WHAT THIS TASK INVOLVES ▸ Each of the lines from the one that contains "One point per instance of the shoe" to the end of the entries below should be output exactly.

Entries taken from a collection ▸
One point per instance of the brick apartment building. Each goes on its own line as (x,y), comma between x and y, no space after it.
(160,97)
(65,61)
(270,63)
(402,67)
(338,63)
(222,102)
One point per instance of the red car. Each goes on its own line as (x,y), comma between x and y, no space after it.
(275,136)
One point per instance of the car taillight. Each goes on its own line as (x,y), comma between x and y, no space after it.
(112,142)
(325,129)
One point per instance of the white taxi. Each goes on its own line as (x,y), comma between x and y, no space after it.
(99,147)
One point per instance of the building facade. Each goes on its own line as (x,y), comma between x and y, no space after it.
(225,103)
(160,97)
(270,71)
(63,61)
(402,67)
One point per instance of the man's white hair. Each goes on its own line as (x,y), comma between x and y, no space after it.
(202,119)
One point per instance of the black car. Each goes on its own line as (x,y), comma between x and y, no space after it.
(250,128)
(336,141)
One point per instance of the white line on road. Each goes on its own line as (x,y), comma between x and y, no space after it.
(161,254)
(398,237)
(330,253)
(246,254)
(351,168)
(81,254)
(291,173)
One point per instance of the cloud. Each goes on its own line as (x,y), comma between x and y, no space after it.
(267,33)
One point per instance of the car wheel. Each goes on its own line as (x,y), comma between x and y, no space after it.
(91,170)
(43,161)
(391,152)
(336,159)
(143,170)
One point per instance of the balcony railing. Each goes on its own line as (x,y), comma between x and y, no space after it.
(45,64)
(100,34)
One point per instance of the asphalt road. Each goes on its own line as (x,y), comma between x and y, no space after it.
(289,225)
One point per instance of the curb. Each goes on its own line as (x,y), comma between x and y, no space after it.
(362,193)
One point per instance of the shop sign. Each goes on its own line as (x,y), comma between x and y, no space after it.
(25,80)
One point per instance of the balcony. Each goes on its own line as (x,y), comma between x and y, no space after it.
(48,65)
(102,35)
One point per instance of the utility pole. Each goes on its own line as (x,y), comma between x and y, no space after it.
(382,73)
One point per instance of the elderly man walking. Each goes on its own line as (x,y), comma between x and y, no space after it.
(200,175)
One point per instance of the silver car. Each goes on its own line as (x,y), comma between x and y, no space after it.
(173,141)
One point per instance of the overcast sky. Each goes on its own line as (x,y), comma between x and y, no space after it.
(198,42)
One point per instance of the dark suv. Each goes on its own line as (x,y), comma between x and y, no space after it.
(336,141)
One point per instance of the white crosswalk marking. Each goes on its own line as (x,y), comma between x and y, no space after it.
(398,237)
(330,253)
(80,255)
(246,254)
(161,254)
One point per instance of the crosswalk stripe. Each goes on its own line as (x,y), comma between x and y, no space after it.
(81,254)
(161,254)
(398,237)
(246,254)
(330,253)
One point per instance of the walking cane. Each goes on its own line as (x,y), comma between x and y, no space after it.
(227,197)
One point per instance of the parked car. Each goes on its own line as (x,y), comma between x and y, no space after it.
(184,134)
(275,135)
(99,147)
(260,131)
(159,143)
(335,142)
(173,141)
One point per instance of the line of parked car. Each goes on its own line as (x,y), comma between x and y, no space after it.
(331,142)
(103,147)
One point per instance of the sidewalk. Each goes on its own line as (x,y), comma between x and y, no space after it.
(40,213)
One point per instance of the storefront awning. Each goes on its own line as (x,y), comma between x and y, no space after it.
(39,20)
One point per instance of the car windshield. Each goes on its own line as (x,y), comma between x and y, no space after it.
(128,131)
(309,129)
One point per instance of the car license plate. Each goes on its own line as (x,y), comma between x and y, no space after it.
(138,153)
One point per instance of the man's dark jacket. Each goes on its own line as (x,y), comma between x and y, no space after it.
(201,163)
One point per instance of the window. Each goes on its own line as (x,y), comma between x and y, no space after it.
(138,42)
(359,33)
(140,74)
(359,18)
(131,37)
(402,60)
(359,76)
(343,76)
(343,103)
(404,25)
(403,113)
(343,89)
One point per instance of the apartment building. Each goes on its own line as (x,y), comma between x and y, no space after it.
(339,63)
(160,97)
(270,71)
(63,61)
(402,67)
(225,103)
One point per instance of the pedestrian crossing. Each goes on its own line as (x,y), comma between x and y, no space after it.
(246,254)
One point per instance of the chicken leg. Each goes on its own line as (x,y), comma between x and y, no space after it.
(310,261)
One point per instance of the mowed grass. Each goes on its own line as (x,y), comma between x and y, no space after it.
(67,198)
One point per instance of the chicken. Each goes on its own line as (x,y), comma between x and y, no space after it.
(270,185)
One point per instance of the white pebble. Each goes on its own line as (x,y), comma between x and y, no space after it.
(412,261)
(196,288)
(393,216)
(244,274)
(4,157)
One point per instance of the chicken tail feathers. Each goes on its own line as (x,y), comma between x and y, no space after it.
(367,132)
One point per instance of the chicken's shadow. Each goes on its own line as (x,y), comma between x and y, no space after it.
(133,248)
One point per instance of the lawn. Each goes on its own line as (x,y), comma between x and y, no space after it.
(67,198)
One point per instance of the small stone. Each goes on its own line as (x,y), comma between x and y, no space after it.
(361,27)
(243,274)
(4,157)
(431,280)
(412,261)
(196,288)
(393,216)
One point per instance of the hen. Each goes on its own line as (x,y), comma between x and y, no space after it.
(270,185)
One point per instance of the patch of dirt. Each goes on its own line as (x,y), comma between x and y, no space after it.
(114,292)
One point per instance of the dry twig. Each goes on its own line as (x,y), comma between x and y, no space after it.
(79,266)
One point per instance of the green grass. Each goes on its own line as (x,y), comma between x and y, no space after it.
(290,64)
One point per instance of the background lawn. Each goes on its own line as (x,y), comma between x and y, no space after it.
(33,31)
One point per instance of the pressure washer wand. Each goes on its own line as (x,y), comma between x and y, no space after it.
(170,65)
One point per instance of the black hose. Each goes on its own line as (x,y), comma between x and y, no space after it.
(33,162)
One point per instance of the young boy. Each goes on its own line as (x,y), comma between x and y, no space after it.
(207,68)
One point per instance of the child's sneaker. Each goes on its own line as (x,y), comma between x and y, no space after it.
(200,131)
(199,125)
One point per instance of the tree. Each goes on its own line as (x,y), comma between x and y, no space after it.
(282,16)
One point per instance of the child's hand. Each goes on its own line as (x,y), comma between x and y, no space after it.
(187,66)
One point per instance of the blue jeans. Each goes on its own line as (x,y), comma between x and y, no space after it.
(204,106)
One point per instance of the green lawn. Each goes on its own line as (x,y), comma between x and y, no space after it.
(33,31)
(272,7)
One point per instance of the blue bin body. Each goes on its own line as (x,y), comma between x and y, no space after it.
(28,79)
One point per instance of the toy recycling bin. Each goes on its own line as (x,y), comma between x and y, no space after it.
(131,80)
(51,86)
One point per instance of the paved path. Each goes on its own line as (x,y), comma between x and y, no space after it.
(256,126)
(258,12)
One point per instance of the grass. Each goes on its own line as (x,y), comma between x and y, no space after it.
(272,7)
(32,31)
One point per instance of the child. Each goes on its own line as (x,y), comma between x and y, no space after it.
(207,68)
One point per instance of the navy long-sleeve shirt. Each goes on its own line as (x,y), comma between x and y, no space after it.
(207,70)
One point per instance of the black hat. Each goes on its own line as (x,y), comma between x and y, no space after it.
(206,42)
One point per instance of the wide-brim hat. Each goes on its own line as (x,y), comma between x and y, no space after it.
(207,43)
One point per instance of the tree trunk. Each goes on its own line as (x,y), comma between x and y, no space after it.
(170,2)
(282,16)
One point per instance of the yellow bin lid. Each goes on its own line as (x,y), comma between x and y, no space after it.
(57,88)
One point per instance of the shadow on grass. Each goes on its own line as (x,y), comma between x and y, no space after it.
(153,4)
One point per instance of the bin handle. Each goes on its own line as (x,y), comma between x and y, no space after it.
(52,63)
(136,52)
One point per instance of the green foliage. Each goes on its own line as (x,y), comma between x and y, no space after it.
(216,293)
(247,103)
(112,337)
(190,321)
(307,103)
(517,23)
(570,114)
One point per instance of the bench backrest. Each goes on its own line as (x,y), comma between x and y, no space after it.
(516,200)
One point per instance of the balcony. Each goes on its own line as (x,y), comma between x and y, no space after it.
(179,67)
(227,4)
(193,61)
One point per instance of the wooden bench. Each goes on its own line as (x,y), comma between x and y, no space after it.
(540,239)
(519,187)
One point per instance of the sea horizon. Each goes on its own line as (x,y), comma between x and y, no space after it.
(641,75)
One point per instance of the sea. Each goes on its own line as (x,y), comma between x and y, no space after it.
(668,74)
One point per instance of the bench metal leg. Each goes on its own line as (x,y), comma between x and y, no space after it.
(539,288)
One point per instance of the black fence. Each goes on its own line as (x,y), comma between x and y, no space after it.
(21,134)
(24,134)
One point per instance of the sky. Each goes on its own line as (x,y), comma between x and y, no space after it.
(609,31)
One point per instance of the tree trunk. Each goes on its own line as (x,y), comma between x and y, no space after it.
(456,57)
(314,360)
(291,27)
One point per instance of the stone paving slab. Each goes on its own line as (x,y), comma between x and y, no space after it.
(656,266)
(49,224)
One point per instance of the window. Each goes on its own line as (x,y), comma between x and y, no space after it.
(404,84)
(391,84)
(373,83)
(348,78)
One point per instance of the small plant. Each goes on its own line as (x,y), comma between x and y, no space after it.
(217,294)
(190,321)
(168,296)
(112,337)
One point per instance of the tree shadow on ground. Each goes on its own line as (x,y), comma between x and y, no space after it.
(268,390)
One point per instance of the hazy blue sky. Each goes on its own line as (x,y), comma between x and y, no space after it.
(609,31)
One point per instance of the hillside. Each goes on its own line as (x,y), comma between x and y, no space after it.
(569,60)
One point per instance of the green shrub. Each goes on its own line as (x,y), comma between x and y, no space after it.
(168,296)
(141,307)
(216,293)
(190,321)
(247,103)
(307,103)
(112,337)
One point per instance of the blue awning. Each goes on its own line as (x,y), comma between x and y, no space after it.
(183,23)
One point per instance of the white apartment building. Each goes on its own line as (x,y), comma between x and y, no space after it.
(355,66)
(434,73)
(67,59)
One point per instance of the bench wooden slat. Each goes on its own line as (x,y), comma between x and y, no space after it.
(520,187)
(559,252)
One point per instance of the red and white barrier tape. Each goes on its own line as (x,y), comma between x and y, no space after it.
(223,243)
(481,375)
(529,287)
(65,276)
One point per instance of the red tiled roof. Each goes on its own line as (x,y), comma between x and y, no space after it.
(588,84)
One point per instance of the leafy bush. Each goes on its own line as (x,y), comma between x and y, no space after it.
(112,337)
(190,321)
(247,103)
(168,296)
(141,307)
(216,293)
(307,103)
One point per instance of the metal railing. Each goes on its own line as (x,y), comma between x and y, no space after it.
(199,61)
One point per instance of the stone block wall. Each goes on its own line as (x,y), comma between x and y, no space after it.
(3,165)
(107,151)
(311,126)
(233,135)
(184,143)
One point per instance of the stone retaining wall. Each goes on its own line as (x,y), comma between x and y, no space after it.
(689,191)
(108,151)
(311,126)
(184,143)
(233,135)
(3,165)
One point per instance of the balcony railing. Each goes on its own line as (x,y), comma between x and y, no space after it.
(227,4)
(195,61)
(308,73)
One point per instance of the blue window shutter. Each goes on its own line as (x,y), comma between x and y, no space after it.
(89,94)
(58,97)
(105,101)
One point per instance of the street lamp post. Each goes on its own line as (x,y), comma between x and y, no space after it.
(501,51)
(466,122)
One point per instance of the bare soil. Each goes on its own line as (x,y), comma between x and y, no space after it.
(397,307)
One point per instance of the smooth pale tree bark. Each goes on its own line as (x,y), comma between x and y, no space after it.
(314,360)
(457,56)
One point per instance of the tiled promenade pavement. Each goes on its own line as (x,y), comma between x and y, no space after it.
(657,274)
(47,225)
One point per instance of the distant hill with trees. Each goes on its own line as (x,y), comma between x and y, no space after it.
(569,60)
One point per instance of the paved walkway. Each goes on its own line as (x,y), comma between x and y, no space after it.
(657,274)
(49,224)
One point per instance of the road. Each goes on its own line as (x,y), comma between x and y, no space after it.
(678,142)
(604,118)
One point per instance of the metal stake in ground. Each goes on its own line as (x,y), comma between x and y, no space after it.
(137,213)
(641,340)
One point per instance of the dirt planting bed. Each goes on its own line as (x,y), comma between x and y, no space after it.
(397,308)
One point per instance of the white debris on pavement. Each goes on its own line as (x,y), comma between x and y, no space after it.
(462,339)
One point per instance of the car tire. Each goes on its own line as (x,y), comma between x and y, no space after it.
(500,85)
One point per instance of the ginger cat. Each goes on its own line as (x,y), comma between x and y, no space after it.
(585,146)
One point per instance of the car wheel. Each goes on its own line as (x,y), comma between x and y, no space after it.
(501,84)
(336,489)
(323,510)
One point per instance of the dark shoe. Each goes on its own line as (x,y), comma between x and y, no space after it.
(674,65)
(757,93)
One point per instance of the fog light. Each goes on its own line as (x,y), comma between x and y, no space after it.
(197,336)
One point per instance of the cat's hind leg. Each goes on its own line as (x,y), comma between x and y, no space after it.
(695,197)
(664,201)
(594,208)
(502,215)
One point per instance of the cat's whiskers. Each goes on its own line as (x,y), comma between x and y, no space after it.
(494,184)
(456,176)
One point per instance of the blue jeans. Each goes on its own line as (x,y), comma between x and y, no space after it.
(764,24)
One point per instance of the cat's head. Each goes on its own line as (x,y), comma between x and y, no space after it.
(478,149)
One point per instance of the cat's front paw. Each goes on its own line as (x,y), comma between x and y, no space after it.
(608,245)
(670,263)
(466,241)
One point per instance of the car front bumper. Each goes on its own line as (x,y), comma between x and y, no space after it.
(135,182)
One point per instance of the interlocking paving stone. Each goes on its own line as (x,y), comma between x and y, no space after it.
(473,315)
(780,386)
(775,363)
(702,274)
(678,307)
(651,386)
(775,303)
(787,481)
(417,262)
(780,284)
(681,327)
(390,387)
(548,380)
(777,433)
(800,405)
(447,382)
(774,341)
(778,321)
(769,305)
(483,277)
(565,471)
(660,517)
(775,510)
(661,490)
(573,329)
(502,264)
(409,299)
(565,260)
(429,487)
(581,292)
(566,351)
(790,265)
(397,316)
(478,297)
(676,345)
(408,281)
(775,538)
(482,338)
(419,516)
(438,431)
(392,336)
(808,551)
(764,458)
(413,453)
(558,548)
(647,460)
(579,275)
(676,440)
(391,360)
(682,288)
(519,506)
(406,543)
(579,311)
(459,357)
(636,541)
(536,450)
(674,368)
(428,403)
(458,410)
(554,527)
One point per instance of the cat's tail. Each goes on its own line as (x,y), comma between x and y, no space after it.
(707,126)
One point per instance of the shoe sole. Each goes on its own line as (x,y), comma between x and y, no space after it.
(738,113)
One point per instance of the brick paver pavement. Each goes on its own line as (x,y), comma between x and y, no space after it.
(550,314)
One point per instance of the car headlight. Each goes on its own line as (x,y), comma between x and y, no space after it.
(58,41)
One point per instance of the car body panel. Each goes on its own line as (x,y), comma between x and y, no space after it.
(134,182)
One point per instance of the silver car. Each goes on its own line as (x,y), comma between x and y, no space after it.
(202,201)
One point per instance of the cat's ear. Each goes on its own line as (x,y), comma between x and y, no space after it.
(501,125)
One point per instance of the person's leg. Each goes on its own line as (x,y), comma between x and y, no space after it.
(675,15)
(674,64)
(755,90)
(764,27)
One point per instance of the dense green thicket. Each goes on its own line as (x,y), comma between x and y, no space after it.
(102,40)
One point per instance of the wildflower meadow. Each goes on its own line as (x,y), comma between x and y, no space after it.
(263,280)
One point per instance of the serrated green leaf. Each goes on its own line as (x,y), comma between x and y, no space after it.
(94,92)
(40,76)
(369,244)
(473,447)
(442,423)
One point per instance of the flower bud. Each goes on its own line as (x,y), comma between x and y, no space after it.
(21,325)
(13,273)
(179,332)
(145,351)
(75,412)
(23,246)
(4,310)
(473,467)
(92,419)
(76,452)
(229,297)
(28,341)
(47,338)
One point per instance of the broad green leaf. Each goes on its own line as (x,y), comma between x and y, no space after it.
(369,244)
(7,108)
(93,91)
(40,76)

ANSWER SECTION ▸
One point per instance of the shoe sole. Each goes on its own line as (x,y), comma between x and y, no space after it.
(738,113)
One point per instance of the brick paver pavement. Each goes on its own line as (x,y), comma between x and y, no space after it.
(550,314)
One point per instance of the car headlight. Each goes on its own line as (x,y), comma between x and y, no space after it.
(58,41)
One point per instance of the car body panel. Each goes on its own line as (x,y), comma between x and y, no space after it.
(134,182)
One point per instance of the silver car. Each goes on its own line as (x,y), comma between x and y, no space after it.
(202,201)
One point per instance of the cat's ear. Each goes on its own line as (x,y), comma between x and y, no space after it.
(501,125)
One point per instance of the person's leg. Each goes on its own line as (x,y), comma between x and y, no space after it.
(675,15)
(674,64)
(755,90)
(764,27)
One point per instance of the dense green thicket. Each goes on its own line as (x,y), comma between x and y, no space after it.
(102,40)
One point per instance of the wildflower meadow. Each goes on its own line as (x,y), comma between x and y, no space after it.
(263,280)
One point per instance of the serrated green leaf. Each goes on its own line as (x,y), comma between x and y, no space after it.
(94,92)
(40,76)
(369,244)
(473,447)
(442,423)
One point per instance of the flower bud. Each goes on its own line as (x,y), comma between x and y, no space after it.
(21,325)
(13,273)
(179,332)
(145,351)
(75,412)
(23,246)
(4,310)
(473,467)
(92,419)
(76,452)
(229,297)
(28,341)
(47,338)
One point per instance of the broad green leaf. Each goes on its own line as (x,y), comma between x and y, no space after it.
(369,244)
(7,108)
(93,91)
(40,76)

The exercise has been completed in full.